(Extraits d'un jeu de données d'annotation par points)
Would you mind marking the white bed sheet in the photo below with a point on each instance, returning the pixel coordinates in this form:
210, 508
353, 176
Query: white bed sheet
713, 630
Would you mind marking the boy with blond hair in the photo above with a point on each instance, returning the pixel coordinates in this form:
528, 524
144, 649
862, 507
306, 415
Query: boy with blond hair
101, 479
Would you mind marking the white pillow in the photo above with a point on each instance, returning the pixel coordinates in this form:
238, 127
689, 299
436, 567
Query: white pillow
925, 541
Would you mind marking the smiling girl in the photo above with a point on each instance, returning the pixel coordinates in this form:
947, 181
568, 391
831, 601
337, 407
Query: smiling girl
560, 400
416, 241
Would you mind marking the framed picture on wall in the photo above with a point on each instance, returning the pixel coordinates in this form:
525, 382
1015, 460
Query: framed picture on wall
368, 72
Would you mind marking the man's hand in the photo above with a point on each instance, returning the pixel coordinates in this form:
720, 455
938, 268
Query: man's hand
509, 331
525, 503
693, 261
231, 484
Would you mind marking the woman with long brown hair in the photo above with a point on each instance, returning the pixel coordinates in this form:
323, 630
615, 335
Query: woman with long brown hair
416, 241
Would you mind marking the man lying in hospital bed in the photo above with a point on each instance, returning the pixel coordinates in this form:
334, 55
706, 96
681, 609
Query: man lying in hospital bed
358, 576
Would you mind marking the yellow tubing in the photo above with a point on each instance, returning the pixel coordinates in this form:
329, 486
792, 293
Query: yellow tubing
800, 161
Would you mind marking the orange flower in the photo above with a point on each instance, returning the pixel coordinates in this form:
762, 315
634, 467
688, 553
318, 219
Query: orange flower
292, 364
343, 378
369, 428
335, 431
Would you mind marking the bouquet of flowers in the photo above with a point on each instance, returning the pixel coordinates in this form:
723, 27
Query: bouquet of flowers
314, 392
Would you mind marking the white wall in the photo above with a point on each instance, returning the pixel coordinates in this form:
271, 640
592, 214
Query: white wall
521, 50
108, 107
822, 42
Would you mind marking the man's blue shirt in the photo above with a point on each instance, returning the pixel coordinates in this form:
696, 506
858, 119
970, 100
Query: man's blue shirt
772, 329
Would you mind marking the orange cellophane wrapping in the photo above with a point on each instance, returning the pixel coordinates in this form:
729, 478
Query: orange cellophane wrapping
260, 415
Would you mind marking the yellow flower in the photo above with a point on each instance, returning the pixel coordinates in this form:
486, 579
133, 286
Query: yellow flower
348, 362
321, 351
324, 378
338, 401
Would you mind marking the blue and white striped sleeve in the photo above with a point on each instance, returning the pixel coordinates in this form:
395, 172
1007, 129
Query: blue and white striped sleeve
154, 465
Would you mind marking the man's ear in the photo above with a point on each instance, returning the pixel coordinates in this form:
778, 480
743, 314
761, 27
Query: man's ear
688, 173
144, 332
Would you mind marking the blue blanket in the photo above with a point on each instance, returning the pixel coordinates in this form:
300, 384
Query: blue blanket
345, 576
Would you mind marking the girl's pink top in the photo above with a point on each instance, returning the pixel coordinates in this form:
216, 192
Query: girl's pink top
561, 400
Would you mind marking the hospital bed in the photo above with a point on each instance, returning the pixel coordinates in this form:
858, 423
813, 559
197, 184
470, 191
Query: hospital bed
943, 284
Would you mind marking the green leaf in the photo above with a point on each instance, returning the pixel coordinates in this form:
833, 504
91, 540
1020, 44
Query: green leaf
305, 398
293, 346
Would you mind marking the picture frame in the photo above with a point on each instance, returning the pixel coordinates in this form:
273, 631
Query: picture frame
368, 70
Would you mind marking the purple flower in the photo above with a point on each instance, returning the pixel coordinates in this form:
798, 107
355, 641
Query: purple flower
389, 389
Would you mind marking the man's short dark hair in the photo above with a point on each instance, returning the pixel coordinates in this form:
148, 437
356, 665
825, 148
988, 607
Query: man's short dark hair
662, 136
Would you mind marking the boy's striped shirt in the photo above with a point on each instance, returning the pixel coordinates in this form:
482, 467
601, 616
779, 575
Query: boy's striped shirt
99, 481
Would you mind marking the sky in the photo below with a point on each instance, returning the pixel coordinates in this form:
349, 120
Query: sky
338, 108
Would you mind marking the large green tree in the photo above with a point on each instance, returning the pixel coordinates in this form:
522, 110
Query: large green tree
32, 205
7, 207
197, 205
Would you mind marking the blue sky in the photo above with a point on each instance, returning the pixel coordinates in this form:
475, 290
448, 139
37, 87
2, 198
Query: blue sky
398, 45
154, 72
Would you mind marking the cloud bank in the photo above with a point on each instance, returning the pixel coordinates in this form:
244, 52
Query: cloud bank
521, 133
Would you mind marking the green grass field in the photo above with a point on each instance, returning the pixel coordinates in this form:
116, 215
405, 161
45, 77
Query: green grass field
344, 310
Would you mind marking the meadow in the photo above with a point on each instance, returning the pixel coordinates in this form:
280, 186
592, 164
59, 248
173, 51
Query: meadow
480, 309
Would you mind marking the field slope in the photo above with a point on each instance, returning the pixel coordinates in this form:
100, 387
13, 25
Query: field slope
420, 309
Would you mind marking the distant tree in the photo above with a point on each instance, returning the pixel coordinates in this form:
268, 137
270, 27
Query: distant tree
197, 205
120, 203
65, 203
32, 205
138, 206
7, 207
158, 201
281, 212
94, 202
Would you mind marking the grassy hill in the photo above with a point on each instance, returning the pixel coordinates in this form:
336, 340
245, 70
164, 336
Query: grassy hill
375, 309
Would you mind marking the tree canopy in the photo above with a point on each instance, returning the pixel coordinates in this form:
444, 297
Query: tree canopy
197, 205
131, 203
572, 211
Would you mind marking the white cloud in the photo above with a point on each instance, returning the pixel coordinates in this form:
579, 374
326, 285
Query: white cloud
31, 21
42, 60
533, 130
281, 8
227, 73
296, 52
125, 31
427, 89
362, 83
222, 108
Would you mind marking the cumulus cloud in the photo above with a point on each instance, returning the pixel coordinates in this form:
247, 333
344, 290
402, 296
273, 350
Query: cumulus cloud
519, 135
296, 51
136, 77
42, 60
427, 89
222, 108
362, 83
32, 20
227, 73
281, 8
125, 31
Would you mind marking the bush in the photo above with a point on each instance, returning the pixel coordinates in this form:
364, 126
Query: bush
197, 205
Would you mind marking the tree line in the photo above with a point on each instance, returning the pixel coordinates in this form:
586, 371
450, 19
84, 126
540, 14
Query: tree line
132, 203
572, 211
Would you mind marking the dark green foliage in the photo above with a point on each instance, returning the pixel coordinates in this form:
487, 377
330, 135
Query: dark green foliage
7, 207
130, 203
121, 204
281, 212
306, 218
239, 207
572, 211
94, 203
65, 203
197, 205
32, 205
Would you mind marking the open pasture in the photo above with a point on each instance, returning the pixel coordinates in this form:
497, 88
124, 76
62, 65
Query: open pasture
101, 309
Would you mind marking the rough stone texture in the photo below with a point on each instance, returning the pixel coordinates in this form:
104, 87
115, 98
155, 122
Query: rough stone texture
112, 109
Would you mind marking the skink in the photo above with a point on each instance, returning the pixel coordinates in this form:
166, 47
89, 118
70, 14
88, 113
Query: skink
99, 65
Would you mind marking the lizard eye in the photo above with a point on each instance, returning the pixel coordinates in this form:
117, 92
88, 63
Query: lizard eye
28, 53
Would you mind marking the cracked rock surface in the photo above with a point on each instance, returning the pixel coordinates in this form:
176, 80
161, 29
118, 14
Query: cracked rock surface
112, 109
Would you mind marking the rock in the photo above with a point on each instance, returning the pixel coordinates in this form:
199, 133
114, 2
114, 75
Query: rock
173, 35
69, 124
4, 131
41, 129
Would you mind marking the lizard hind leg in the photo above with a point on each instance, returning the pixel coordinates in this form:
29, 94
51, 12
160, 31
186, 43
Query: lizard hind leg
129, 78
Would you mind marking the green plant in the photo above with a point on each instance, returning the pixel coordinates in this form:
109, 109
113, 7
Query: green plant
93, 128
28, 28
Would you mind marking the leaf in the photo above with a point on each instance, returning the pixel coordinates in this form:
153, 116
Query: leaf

▶ [Consigne]:
Recopiez les items depuis la ligne contenant « Would you mind marking the rock » jusqu'à la fin, en remplaçant « lizard hind leg » par « lizard front leg » et sans rien changer d'autre.

▶ [Résultat]:
Would you mind marking the rock in the photo above with a point on each instance, returning the pixel coordinates in this form:
199, 133
114, 2
114, 75
Query: rock
173, 35
69, 124
4, 131
41, 129
Would you mind marking the lizard front leg in the photo above with a point on each instance, returning the pixel coordinates in this form:
29, 94
51, 12
160, 31
186, 43
Query: lizard front leg
129, 78
Would you mind marking the green plant in the photo above with a point on each instance, returning the pixel coordinates in this form:
109, 109
113, 7
Query: green plant
93, 128
28, 28
Would you mind marking the leaf in the photo above with a point on each instance, returning the pixel coordinates in this form:
153, 116
Query: leaf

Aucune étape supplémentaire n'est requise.